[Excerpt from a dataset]
* START *

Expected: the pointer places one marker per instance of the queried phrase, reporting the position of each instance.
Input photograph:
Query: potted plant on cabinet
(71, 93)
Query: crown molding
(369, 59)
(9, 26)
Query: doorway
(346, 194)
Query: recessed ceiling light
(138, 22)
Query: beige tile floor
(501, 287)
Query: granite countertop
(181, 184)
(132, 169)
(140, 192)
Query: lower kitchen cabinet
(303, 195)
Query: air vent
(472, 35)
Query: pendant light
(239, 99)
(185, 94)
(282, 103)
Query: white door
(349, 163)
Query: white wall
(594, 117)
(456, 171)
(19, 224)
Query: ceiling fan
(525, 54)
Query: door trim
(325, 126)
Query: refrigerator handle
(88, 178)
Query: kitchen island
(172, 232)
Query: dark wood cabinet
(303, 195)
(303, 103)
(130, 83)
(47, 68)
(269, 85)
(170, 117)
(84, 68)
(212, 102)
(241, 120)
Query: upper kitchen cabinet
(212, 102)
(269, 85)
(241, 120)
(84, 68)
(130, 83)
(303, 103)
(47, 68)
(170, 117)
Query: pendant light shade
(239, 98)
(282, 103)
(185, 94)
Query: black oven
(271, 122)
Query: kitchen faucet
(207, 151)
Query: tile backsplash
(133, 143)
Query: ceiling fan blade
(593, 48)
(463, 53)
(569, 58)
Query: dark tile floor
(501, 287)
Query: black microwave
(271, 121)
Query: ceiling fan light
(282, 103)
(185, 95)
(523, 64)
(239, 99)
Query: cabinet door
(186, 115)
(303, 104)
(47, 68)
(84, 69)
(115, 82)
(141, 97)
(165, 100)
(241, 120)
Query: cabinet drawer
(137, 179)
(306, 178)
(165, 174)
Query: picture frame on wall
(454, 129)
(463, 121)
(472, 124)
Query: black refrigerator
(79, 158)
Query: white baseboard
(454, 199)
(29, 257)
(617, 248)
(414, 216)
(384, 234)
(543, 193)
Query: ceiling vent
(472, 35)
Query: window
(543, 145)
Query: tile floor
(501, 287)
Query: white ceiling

* END *

> [To be done]
Can you render every line of the items above as a JSON list of strings, with one string per line and any blank lines omitted?

> [Answer to the task]
[
  "Expected: the pointer places one marker per instance of the queried phrase, reporting the position of each instance.",
  "Input photograph:",
  "Query: potted plant on cabinet",
  "(71, 93)",
  "Query: crown molding",
  "(369, 59)",
  "(9, 26)",
  "Query: doorway",
  "(346, 194)",
  "Query: recessed ceiling light",
  "(138, 22)",
  "Query: beige tile floor",
  "(501, 287)",
  "Query: granite countertop",
  "(181, 184)",
  "(132, 169)",
  "(140, 192)",
  "Query: lower kitchen cabinet",
  "(303, 195)",
  "Query: air vent",
  "(472, 35)",
  "Query: pendant light",
  "(239, 99)",
  "(185, 94)",
  "(282, 103)",
  "Query: white door",
  "(349, 163)",
  "Query: white wall",
  "(594, 117)",
  "(456, 171)",
  "(19, 224)",
  "Query: ceiling fan",
  "(525, 54)",
  "Query: door trim",
  "(325, 126)",
  "Query: refrigerator handle",
  "(88, 178)",
  "Query: kitchen island",
  "(172, 232)",
  "Query: dark wood cabinet",
  "(303, 195)",
  "(303, 103)",
  "(130, 83)",
  "(47, 68)",
  "(269, 85)",
  "(170, 117)",
  "(84, 68)",
  "(212, 102)",
  "(241, 120)",
  "Query: upper kitchen cabinet",
  "(212, 102)",
  "(269, 85)",
  "(241, 120)",
  "(84, 68)",
  "(130, 83)",
  "(303, 103)",
  "(47, 68)",
  "(170, 117)",
  "Query: pendant light shade",
  "(239, 98)",
  "(282, 103)",
  "(185, 94)",
  "Query: black oven",
  "(271, 122)",
  "Query: kitchen faucet",
  "(207, 151)",
  "Query: tile backsplash",
  "(133, 143)",
  "Query: ceiling fan blade",
  "(593, 48)",
  "(463, 53)",
  "(569, 58)",
  "Query: dark tile floor",
  "(501, 287)",
  "Query: black microwave",
  "(271, 121)",
  "Query: ceiling fan light",
  "(282, 103)",
  "(185, 95)",
  "(523, 64)",
  "(239, 99)",
  "Query: cabinet door",
  "(186, 115)",
  "(303, 104)",
  "(47, 68)",
  "(84, 69)",
  "(115, 82)",
  "(141, 97)",
  "(165, 100)",
  "(241, 120)",
  "Query: cabinet drawer",
  "(137, 179)",
  "(306, 178)",
  "(165, 174)",
  "Query: picture frame on wall",
  "(454, 129)",
  "(463, 121)",
  "(472, 124)",
  "Query: black refrigerator",
  "(79, 158)",
  "Query: white baseboard",
  "(454, 199)",
  "(29, 257)",
  "(617, 248)",
  "(414, 216)",
  "(384, 234)",
  "(543, 193)",
  "Query: ceiling vent",
  "(472, 35)",
  "Query: window",
  "(543, 145)",
  "Query: tile floor",
  "(501, 287)",
  "Query: white ceiling"
]